◆ TASK SET ◆
- 1) Translate this sentence from the passage on small-model deployment into Spanish: "In 2024, the smarter teams started asking whether the frontier model was worth it."
- 2) According to the passage on small-model deployment, how many preference pairs were used for DPO in the 2025 upgrade?
- 3) Proceed with the passage on small-model deployment, picking up right after its final sentence.

◆ PASSAGE FOR REVIEW ◆

= Beginning of Section =

In 2023, the rule was: if in doubt, call GPT-4. In 2024, the smarter teams started asking whether the frontier model was worth it. By 2026, the answer across our consulting practice is clear: on narrow, repeatable tasks, a 3B to 14B model you control is faster, cheaper, more private, and often more accurate than a call to a 600B API.
What changed
Three simultaneous shifts made small-model deployment viable:
- Capable open weights. Llama 3.1, Mistral-NeMo, Gemma 2, Qwen 2.5, and the 2025 Phi-4 releases gave us evaluation-grade models you can fine-tune on a single 80GB GPU.
- Cheap adaptation. QLoRA and DoRA make a weekend of training feasible. Once you have 2–10k clean examples, SFT + DPO closes most of the gap to frontier models on domain tasks.
- Better evaluation. We finally moved past “it looks good on 5 prompts” to held-out suites with programmatic grading.
A worked example
Take clinical discharge-summary extraction as a worked example. A typical 2023 baseline: GPT-4 with few-shot prompting, ~82% F1 on gold-labelled Portuguese notes. Cost: ~€0.08 per 1k tokens. Latency: 3.5s median.
The 2025 upgrade: Llama 3.1-8B-Instruct, SFT on 3k LIACC-annotated summaries, DPO on 400 preference pairs, int4 quantisation. 88% F1 on the same held-out set. Cost: < €0.001 per 1k tokens on our A100. Latency: 450ms.

= End of Section =

◆ SOURCE INFORMATION ◆
= Beginning of Section =

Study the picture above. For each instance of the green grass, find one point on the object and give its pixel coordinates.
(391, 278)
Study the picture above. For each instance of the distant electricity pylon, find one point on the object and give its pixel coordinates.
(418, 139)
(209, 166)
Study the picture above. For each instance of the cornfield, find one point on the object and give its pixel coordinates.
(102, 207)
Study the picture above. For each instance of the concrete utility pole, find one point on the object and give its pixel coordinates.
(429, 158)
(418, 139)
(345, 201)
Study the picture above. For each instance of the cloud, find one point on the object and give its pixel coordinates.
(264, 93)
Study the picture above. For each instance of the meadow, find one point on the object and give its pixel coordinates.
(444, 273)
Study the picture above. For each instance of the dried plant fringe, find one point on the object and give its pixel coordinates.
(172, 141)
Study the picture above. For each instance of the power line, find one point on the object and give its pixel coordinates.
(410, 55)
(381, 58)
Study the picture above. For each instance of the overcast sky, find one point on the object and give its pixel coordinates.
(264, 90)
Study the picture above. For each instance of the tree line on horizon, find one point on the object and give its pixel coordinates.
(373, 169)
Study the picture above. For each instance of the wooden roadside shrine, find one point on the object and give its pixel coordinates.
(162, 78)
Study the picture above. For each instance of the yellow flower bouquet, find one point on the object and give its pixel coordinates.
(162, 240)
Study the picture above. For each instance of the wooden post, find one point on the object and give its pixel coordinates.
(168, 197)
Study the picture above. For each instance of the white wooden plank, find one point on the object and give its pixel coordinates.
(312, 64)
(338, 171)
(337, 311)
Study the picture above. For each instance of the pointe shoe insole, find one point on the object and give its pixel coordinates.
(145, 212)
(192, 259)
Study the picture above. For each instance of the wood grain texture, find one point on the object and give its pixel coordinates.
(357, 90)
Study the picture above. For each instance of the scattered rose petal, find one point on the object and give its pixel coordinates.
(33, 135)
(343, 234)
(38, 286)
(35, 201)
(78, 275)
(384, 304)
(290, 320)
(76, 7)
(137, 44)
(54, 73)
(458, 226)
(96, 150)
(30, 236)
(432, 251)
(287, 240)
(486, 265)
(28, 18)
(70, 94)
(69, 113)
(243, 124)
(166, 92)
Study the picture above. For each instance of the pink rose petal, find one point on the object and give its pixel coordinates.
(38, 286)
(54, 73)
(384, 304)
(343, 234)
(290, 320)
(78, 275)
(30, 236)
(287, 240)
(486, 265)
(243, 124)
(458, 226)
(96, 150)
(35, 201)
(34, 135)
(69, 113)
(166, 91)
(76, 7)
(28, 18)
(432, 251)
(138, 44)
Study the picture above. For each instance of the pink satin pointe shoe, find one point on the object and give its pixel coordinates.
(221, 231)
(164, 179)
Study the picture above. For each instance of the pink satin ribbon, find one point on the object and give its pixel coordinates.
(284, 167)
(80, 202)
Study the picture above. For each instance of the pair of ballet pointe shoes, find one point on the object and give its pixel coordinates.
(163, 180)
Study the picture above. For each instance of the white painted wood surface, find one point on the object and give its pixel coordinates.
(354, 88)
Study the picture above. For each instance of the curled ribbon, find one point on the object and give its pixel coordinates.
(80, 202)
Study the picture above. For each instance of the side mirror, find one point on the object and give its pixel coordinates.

= End of Section =

◆ RESULTS BY TASK ◆
- 1) En 2024, los equipos más astutos empezaron a preguntarse si el modelo de frontera valía la pena.

- 2) 400 preference pairs.

- 3)
The headline is not that Llama beats GPT-4 everywhere. It doesn't. The headline is that on a bounded task with good data, a small controlled model dominates on the metrics the hospital actually cares about: data residency, latency, unit cost, and auditability.
When the frontier model still wins
- Novel reasoning tasks where the problem shape shifts per request.
- Long-context document synthesis beyond what your infra can load.
- Anything where the cost of being wrong is huge and you need every 0.3 points of accuracy.
Practical recipe
- Write an evaluation first. 200 examples, graded programmatically. Iterate against it.
- Prototype with a frontier model. If it can't do the task, no small model will.
- Collect 1k–10k high-quality supervised examples. In-domain, high variance.
- Fine-tune a small open-weight model. Start with LoRA or DoRA.
- Add a DPO pass. Preference data is cheap to produce once you have a baseline.
- Deploy behind a gateway you can monitor and kill.
If you're in a Portuguese public body or a hospital, we'd rather spend a week on this than three months writing a procurement request for a frontier API. The economics tell the story.